Problem
Every line of the material below must be repeated exactly.

Data listing

------------------------

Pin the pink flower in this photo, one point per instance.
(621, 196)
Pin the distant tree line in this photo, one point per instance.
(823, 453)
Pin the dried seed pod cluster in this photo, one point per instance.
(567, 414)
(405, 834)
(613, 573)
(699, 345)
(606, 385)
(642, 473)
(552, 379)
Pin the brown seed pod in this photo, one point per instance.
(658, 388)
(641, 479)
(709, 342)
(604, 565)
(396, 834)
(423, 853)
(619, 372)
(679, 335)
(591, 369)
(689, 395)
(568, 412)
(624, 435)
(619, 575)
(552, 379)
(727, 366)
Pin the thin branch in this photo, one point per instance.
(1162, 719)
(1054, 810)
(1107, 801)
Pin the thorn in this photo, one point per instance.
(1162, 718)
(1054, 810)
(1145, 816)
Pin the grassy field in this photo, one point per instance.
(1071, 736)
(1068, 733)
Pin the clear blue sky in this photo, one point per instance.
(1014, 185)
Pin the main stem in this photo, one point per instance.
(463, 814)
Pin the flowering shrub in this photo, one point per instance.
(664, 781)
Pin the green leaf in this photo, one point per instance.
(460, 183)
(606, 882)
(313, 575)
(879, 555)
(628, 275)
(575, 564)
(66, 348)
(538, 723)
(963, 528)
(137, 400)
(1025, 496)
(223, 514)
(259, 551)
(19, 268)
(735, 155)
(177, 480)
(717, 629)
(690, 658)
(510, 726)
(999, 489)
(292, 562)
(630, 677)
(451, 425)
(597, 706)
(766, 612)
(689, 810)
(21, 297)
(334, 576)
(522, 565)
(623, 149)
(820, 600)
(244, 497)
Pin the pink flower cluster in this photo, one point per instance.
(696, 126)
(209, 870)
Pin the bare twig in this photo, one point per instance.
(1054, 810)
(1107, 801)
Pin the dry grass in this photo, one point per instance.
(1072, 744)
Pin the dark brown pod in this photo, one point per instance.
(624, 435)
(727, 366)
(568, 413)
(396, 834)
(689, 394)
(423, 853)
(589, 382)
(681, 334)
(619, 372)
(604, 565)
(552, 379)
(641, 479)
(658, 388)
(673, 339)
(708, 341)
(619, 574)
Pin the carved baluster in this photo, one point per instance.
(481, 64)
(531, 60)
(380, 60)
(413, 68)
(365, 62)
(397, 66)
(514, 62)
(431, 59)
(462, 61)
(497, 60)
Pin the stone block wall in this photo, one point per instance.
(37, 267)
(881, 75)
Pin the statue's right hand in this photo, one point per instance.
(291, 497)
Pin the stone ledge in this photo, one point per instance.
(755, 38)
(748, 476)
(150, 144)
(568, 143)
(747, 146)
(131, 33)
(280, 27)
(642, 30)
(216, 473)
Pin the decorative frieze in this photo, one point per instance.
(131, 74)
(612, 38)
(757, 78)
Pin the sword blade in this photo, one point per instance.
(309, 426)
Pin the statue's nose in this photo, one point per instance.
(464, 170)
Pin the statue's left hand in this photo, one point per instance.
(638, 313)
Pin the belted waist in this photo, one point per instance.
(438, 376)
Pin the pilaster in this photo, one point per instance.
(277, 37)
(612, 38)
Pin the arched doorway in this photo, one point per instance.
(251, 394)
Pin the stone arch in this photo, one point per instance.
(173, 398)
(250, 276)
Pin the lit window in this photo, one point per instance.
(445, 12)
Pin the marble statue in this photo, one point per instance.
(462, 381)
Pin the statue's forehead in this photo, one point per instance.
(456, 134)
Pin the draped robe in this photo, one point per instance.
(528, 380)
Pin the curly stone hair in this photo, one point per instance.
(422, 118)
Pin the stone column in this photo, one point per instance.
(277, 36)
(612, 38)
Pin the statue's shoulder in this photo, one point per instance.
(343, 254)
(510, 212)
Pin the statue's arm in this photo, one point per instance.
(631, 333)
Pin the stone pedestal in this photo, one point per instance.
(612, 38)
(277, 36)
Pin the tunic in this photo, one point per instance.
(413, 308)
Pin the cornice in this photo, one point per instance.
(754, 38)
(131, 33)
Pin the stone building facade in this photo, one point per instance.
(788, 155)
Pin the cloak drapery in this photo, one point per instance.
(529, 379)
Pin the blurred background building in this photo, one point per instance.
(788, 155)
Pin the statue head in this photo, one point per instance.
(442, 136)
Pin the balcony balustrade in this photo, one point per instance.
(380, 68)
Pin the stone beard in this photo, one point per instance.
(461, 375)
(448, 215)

------------------------

Response to the task
Pin the pink flower in this photo, one point per instance.
(621, 196)
Pin the distant tree line in this photo, one point per instance.
(823, 453)
Pin the dried seed pod cluster in this photo, one point per instance.
(567, 414)
(405, 834)
(613, 573)
(699, 345)
(606, 385)
(642, 473)
(552, 379)
Pin the brown seed pod in this photo, one point per instance.
(658, 388)
(641, 479)
(709, 342)
(604, 565)
(396, 834)
(423, 853)
(619, 372)
(679, 335)
(591, 369)
(689, 395)
(568, 412)
(624, 435)
(619, 575)
(552, 379)
(727, 366)
Pin the thin branch in this photo, one point per instance.
(1162, 719)
(1054, 810)
(1107, 801)
Pin the thorn in this photo, one point per instance.
(1162, 718)
(1054, 810)
(1145, 816)
Pin the grassy field in this photo, one point per instance.
(1071, 736)
(1068, 733)
Pin the clear blue sky in this photo, one point per instance.
(1014, 185)
Pin the main stem in this photo, one point per instance.
(463, 814)
Pin the flowering shrub in this photo, one point per instance.
(664, 781)
Pin the green leaf in this photo, one point per instance.
(460, 183)
(606, 882)
(313, 575)
(879, 555)
(628, 275)
(575, 564)
(66, 348)
(538, 723)
(963, 528)
(137, 400)
(1025, 496)
(223, 514)
(259, 551)
(19, 268)
(735, 155)
(177, 480)
(717, 629)
(690, 658)
(510, 726)
(999, 489)
(292, 562)
(630, 677)
(451, 425)
(597, 706)
(766, 612)
(689, 810)
(21, 297)
(334, 576)
(522, 565)
(623, 149)
(820, 600)
(244, 497)
Pin the pink flower cluster in this photo, one point per instance.
(696, 126)
(209, 870)
Pin the bare twig in this photo, one point per instance.
(1054, 810)
(1107, 801)
Pin the dry grass in this photo, one point per instance.
(1072, 744)
Pin the dark brown pod in this photo, one point per instance.
(624, 435)
(727, 366)
(568, 413)
(396, 834)
(689, 394)
(423, 853)
(589, 382)
(681, 334)
(619, 372)
(604, 565)
(552, 379)
(641, 479)
(658, 388)
(673, 339)
(708, 341)
(619, 574)
Pin the carved baluster in this photo, one point per instance.
(481, 64)
(531, 60)
(380, 60)
(413, 68)
(365, 62)
(397, 66)
(514, 62)
(431, 59)
(462, 61)
(497, 60)
Pin the stone block wall in this photo, one point per instance.
(37, 267)
(881, 75)
Pin the statue's right hand in this photo, one point per instance.
(291, 497)
Pin the stone ledge in this photo, one point per instance.
(755, 38)
(748, 476)
(150, 144)
(568, 143)
(747, 146)
(131, 33)
(280, 27)
(642, 30)
(216, 473)
Pin the decorative frieze in this photo, one point per instance.
(131, 74)
(612, 38)
(757, 78)
Pin the sword blade in this photo, one point per instance.
(309, 426)
Pin the statue's nose in this photo, one point per instance.
(464, 170)
Pin the statue's left hand in this photo, one point per instance.
(638, 313)
Pin the belted waist in this photo, one point per instance.
(438, 376)
Pin the pilaster in this photo, one point per instance.
(277, 37)
(612, 38)
Pin the arched doorway in this photo, one point per instance.
(251, 394)
Pin the stone arch in this photo, one point per instance.
(173, 398)
(250, 276)
Pin the lit window in this photo, one point per instance.
(445, 12)
Pin the marble statue in this photo, one point per instance.
(462, 381)
Pin the statue's forehead in this photo, one point per instance.
(456, 134)
Pin the draped robe in this photo, one point per instance.
(528, 380)
Pin the curly stone hair in this photo, one point per instance.
(422, 118)
Pin the stone column in this photo, one point per instance.
(277, 36)
(612, 38)
Pin the statue's shoulder in this photo, one point per instance.
(343, 254)
(510, 212)
Pin the statue's arm in this photo, one point per instance.
(631, 333)
Pin the stone pedestal in this photo, one point per instance.
(612, 38)
(277, 36)
Pin the tunic in this photo, one point per instance.
(413, 308)
Pin the cornice in this photo, one point per instance.
(754, 38)
(131, 33)
Pin the stone building facade in this photo, one point per instance.
(788, 155)
Pin the cloak drapery in this photo, one point per instance.
(529, 379)
Pin the blurred background building in this photo, one point per instance.
(788, 155)
Pin the statue head in this photo, one point per instance.
(442, 136)
Pin the balcony balustrade in this photo, one point per instance.
(380, 68)
Pin the stone beard in this photo, one point per instance.
(461, 375)
(448, 215)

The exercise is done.